I would like you to print all the records below exactly as they are.

Information given -
▬▬▬

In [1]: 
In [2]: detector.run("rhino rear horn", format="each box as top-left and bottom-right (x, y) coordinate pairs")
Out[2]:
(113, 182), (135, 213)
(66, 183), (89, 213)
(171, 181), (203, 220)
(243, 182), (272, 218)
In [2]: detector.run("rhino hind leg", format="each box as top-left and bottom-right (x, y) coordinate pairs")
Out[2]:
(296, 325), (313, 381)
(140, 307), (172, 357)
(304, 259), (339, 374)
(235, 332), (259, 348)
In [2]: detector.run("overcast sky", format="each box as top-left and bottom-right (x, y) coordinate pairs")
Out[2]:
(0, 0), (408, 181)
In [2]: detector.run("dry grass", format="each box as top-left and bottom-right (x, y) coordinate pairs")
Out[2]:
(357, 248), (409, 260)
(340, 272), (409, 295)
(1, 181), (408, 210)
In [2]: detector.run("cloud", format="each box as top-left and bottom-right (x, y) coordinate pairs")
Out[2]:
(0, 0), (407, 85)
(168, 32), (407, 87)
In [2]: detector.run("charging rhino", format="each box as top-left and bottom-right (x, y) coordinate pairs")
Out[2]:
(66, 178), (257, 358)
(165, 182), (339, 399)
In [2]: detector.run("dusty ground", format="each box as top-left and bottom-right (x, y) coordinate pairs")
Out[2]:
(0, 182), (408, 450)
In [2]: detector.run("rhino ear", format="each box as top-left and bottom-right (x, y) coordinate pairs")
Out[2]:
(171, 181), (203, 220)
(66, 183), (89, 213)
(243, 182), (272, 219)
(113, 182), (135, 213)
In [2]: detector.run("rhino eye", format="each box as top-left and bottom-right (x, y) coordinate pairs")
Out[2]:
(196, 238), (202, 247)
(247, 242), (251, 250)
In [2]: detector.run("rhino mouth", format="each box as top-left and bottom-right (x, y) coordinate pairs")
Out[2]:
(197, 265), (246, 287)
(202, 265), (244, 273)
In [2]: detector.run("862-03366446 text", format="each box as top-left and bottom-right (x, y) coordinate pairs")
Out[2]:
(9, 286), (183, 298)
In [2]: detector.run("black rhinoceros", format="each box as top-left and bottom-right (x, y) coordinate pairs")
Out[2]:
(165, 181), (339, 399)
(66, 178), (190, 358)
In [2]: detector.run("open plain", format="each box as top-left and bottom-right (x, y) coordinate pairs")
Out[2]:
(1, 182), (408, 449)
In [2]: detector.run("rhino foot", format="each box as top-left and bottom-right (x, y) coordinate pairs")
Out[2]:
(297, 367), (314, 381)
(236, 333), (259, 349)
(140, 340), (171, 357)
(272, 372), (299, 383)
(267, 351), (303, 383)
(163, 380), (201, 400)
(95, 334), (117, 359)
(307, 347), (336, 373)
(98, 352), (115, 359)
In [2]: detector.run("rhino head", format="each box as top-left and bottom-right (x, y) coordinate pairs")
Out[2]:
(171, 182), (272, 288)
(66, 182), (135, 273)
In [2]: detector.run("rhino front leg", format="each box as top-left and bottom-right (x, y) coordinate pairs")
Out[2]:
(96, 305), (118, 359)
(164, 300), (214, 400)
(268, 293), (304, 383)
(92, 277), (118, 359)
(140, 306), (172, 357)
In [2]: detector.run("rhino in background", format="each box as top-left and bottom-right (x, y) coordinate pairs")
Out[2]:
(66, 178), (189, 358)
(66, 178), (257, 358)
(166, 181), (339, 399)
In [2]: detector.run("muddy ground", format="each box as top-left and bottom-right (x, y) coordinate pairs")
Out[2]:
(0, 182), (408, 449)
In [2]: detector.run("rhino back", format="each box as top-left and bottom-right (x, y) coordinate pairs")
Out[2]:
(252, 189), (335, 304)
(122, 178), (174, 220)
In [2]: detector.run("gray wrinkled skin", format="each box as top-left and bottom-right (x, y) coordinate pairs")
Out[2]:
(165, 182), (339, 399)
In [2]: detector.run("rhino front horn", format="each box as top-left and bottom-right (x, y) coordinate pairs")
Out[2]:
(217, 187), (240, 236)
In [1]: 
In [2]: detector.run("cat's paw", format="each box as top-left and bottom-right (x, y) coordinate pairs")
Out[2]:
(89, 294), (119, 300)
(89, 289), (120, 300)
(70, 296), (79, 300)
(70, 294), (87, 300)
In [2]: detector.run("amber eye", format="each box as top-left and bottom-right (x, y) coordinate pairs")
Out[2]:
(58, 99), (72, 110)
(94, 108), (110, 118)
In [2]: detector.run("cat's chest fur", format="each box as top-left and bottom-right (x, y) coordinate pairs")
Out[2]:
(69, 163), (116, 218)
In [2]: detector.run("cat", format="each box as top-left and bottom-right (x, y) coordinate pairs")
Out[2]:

▬▬▬

Answer to this task -
In [1]: 
In [2]: detector.run("rhino rear horn", format="each box as top-left and bottom-right (x, y) coordinate pairs")
Out[2]:
(113, 182), (135, 213)
(66, 183), (89, 213)
(171, 181), (203, 220)
(243, 182), (272, 218)
In [2]: detector.run("rhino hind leg", format="each box as top-left and bottom-right (x, y) coordinate pairs")
Out[2]:
(296, 325), (313, 381)
(140, 307), (172, 357)
(304, 259), (339, 374)
(235, 332), (259, 348)
In [2]: detector.run("overcast sky", format="each box as top-left and bottom-right (x, y) coordinate pairs")
Out[2]:
(0, 0), (408, 181)
In [2]: detector.run("dry grass", format="each box as top-left and bottom-right (x, y) coordinate pairs")
Out[2]:
(357, 248), (409, 260)
(340, 272), (409, 295)
(1, 181), (408, 210)
In [2]: detector.run("cloud", format="each box as top-left and bottom-right (x, y) coordinate pairs")
Out[2]:
(0, 0), (407, 85)
(168, 32), (407, 87)
In [2]: detector.run("charging rhino", format="each box as top-left and bottom-right (x, y) coordinate pairs")
Out[2]:
(66, 178), (257, 358)
(165, 182), (339, 399)
In [2]: detector.run("dusty ground", format="each box as top-left and bottom-right (x, y) coordinate pairs")
Out[2]:
(0, 182), (408, 450)
In [2]: detector.run("rhino ear", format="each box as top-left and bottom-right (x, y) coordinate pairs")
Out[2]:
(171, 181), (203, 220)
(66, 183), (89, 213)
(243, 182), (272, 219)
(113, 182), (135, 213)
In [2]: detector.run("rhino eye", format="each box as top-left and bottom-right (x, y) coordinate pairs")
Out[2]:
(196, 238), (202, 247)
(247, 242), (251, 250)
In [2]: detector.run("rhino mouth", format="each box as top-left and bottom-right (x, y) coordinate pairs")
Out[2]:
(197, 265), (246, 287)
(202, 265), (244, 273)
In [2]: detector.run("862-03366446 text", format="each box as top-left and bottom-right (x, y) coordinate pairs")
Out[2]:
(9, 286), (183, 298)
In [2]: detector.run("black rhinoceros", format="each box as top-left and bottom-right (x, y) coordinate pairs")
Out[2]:
(165, 181), (339, 399)
(66, 178), (190, 358)
In [2]: detector.run("open plain", format="each box as top-left and bottom-right (x, y) coordinate pairs")
Out[2]:
(1, 182), (408, 449)
In [2]: detector.run("rhino foot", format="each box as top-left and bottom-right (x, y) coordinate pairs")
Out[2]:
(297, 367), (314, 381)
(236, 333), (259, 349)
(140, 340), (171, 357)
(272, 372), (299, 383)
(267, 351), (303, 383)
(163, 380), (201, 400)
(95, 334), (117, 359)
(307, 347), (336, 373)
(98, 352), (115, 359)
In [2]: detector.run("rhino head", format="each box as top-left and bottom-right (x, y) coordinate pairs")
Out[2]:
(171, 182), (272, 288)
(66, 182), (135, 273)
In [2]: detector.run("rhino front leg", format="each box as top-left and bottom-right (x, y) coordinate pairs")
Out[2]:
(96, 305), (118, 359)
(164, 300), (214, 400)
(268, 293), (304, 383)
(92, 277), (118, 359)
(140, 306), (172, 357)
In [2]: detector.run("rhino in background", format="each box as top-left and bottom-right (x, y) coordinate pairs")
Out[2]:
(66, 178), (189, 358)
(66, 178), (257, 358)
(166, 181), (339, 399)
In [2]: detector.run("muddy ground", format="each box as top-left and bottom-right (x, y) coordinate pairs")
Out[2]:
(0, 182), (408, 449)
In [2]: detector.run("rhino back", format="each box as top-left and bottom-right (x, y) coordinate pairs")
Out[2]:
(252, 189), (335, 304)
(122, 178), (174, 220)
In [2]: detector.run("gray wrinkled skin", format="each box as top-left and bottom-right (x, y) coordinate pairs")
Out[2]:
(165, 182), (339, 399)
In [2]: detector.run("rhino front horn", format="each box as top-left and bottom-right (x, y) coordinate pairs")
Out[2]:
(217, 187), (240, 236)
In [1]: 
In [2]: detector.run("cat's paw", format="each box as top-left and bottom-right (x, y) coordinate pairs")
Out[2]:
(89, 294), (119, 300)
(89, 289), (120, 300)
(70, 296), (79, 300)
(70, 294), (87, 300)
In [2]: detector.run("amber eye", format="each box as top-left and bottom-right (x, y) coordinate pairs")
Out[2]:
(58, 99), (72, 110)
(94, 108), (110, 118)
In [2]: detector.run("cat's chest fur", format="each box as top-left and bottom-right (x, y) coordinate pairs")
Out[2]:
(69, 163), (116, 218)
In [2]: detector.run("cat", format="each box as top-left and bottom-right (x, y) coordinate pairs")
Out[2]:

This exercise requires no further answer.